Ketentuan Tugas
• 1. Menurut bacaan tentang pemindahan ibu kota, apa yang paling memberatkan rakyat kecil?
• 2. Lanjutkan tulisan tentang pemindahan ibu kota mulai dari kalimat terakhir yang tercantum.

Sebenarnya pada dasarnya saya yakin semua orang setuju bahwa Ibukota harus dipindahkan karena lahan Jakarta semakin sempit dan permasalahan Jakarta sangat kompleks.  Sejak zaman Soekarno hingga Soeharto memang sudah diwacanakan tentang Pemindahan Ibukota. Tapi seharusnya Prosesnya tidak seinstan seperti yang sekarang dipublikasikan oleh pemerintah. Harus benar-benar direncanakan dengan matang dan bertahun-tahun perencanaanya.

Apalagi membaca-baca ulasan Bappenas yang menyebut pihak-pihak swasta akan banyak dilibatkan dalam total keseluruhan rencana pemindahan Ibukota yang akhirnya membuat banyak orang berpikir jangan-jangan ada pihak-pihak swasta yang mendorong pemerintahan Jokowi untuk melaksanakan hal ini segera.

Yang namanya Mega Proyek, yang namanya pembukaan/ pembebasan lahan jutaan hektar tentu kita bicara tentang uang besar. Uang besar ini mengundang pihak manapun untuk ikut bermain. Uang Besar adalah Masalah Besar. Itulah intinya. 

Dan urusan masalah besar itu tidak selayaknya direncanakan secara instant apalagi perencanaan secara sembunyi-sembunyi tentang pihak-pihak mana nantinya yang akan dilibatkan.

Fokus saya pada artikel ini bukan rencana Pemindahan Ibukota. Saya hanya ingin sedikit memberi gambaran bahwa rencana pemindahan ibukota mungkin salah satu contoh dimana kebijakan Jokowi sering kontroversial, sering terasa sebagai proyek ambisi/ proyek mercusuar dan tidak termasuk skala prioritas.

Selama 4 tahun pemerintahannya alih-alih Jokowi berusaha memprioritaskan peningkatan kehidupan ekonomi rakyat kecil akan tetapi malah membangun infrastruktur besar-besaran yang menguras APBN, menambah Hutang LN, mengganggu dana BPJS dan lainnya.

Yang paling memberatkan rakyat kecil adalah ditariknya subsidi BBM dan Listrik sementara uangnya dipakai untuk membangun infrastruktur sebanyak mungkin. Rakyat kecil tidak bisa menikmati tol-tol baru yang sudah dibangun melainkan hanya menerima dampak ekonominya.

BPJS pun kacau balau. Berita terakhir disebut untuk menyehatkan BPJS kabarnya Pemerintah malah akan menaikkan iuran BPJS sebanyak 2 kali lipat. Akan semakin berat lagi untuk rakyat kecil.

Prediksi saya untuk Mega proyek pemindahan ibukota ini tidak akan berjalan lancar seperti halnya Mega Proyek Listrik 35 ribu megawatt. Saya yakin banyaknya masalah di pemerintahan akan membuat focus pemerintah tersita sehingga proyek ini akan terhambat pelaksanaannya.  Akan mundur dari jadwalnya atau malah terbengkalai nantinya.

Cuplikan Data
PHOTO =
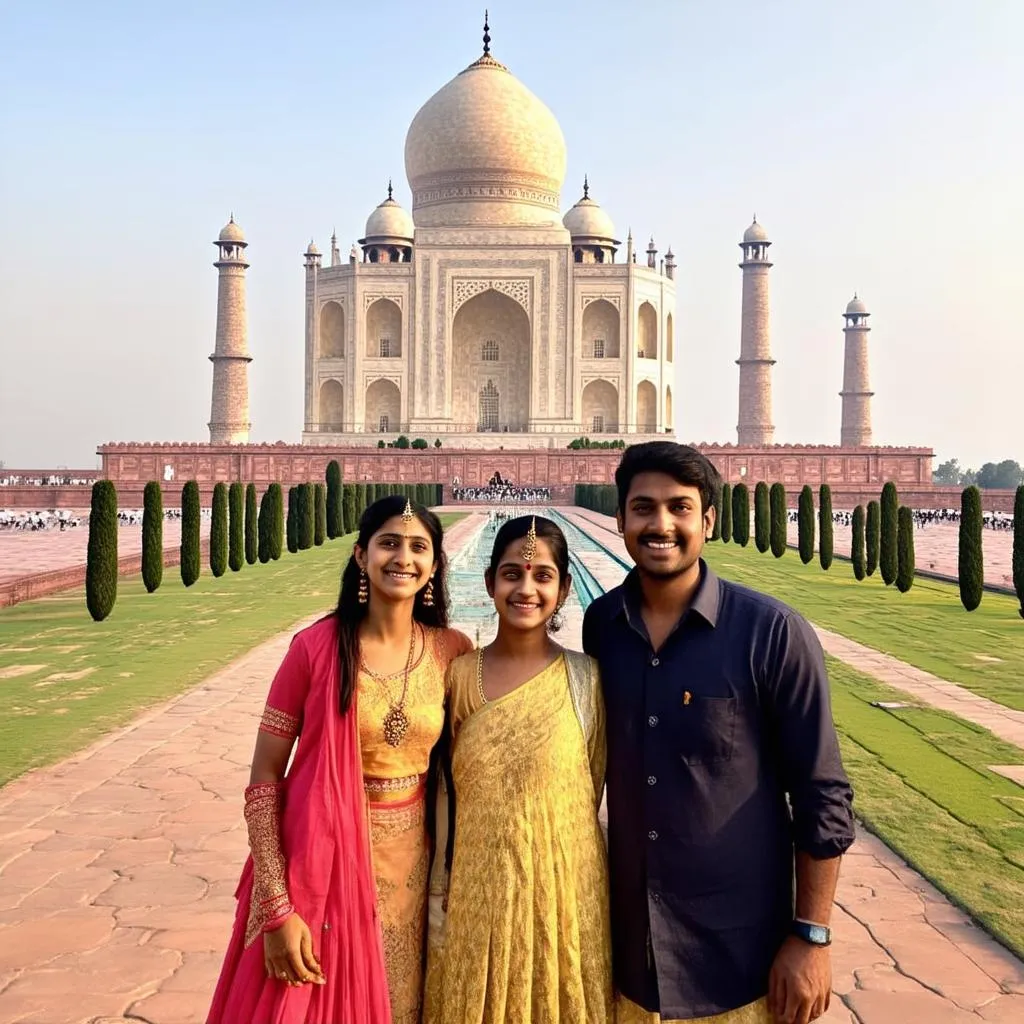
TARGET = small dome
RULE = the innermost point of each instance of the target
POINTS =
(389, 220)
(484, 151)
(230, 232)
(756, 232)
(588, 220)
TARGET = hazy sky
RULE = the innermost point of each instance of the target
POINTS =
(881, 143)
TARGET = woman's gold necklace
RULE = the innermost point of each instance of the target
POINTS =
(395, 721)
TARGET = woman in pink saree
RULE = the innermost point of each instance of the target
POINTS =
(332, 901)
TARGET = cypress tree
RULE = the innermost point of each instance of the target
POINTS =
(290, 527)
(153, 536)
(190, 515)
(826, 536)
(263, 528)
(776, 499)
(236, 526)
(888, 555)
(972, 564)
(1019, 546)
(805, 524)
(348, 508)
(762, 517)
(308, 528)
(252, 525)
(301, 538)
(335, 515)
(276, 538)
(101, 559)
(904, 549)
(872, 537)
(218, 531)
(320, 516)
(857, 545)
(741, 514)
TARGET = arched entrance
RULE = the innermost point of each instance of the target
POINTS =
(383, 330)
(332, 339)
(332, 407)
(646, 408)
(383, 408)
(491, 358)
(647, 332)
(600, 408)
(600, 331)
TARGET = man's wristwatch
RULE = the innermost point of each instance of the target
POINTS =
(815, 935)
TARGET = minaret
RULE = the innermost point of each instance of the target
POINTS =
(229, 412)
(856, 393)
(755, 428)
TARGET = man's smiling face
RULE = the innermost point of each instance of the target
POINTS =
(663, 525)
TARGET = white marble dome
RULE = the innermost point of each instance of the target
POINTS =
(588, 220)
(389, 220)
(483, 150)
(756, 232)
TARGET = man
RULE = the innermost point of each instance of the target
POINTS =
(724, 772)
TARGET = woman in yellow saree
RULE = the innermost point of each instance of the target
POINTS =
(519, 928)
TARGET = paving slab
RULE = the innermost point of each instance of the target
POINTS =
(125, 924)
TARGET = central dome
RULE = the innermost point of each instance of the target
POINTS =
(484, 151)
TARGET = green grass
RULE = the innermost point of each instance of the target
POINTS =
(86, 678)
(922, 783)
(928, 627)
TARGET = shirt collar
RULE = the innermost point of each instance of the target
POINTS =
(705, 603)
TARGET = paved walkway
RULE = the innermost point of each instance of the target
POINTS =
(118, 869)
(1007, 723)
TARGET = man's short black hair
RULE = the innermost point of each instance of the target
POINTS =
(683, 463)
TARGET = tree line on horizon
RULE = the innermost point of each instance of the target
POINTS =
(882, 534)
(243, 530)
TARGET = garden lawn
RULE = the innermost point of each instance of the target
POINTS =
(928, 627)
(66, 680)
(922, 783)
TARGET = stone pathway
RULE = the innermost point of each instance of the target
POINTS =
(118, 869)
(1007, 723)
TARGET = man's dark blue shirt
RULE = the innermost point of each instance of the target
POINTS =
(722, 760)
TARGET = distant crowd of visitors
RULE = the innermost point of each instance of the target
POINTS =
(43, 481)
(929, 517)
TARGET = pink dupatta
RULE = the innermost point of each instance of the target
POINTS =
(326, 842)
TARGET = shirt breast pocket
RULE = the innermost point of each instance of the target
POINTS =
(707, 729)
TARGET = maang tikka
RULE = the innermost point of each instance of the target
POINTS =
(528, 551)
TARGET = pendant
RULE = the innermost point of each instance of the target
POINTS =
(395, 726)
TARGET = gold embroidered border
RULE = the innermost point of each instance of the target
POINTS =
(279, 723)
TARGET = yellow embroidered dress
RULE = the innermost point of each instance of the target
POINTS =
(526, 935)
(394, 778)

Jawaban Tugas
• 1. Ditariknya subsidi BBM dan listrik, sementara uangnya dipakai untuk membangun infrastruktur sebanyak mungkin.

• 2.
Sebaliknya kalau Jokowi focus di Proyek Pemindahan Ibukota bisa jadi masalah-masalah penting negara lainnya malah terbengkalai. Ujung-ujungnya sama dimana bila ada salah satu yang terbengkalai maka pemerintahan Jokowi akan tergradasi kredibilitasnya.

Meletusnya kerusuhan beberapa hari terakhir di sejumlah kota di Papua sudah membuktikan bahwa betapa banyak masalah penting mendasar yang harus diselesaikan pemerintah, betapa banyak urusan yang jauh lebih tinggi urgensinya saat ini. Kenapa harus urusan pemindahan ibukota yang diprioritaskan?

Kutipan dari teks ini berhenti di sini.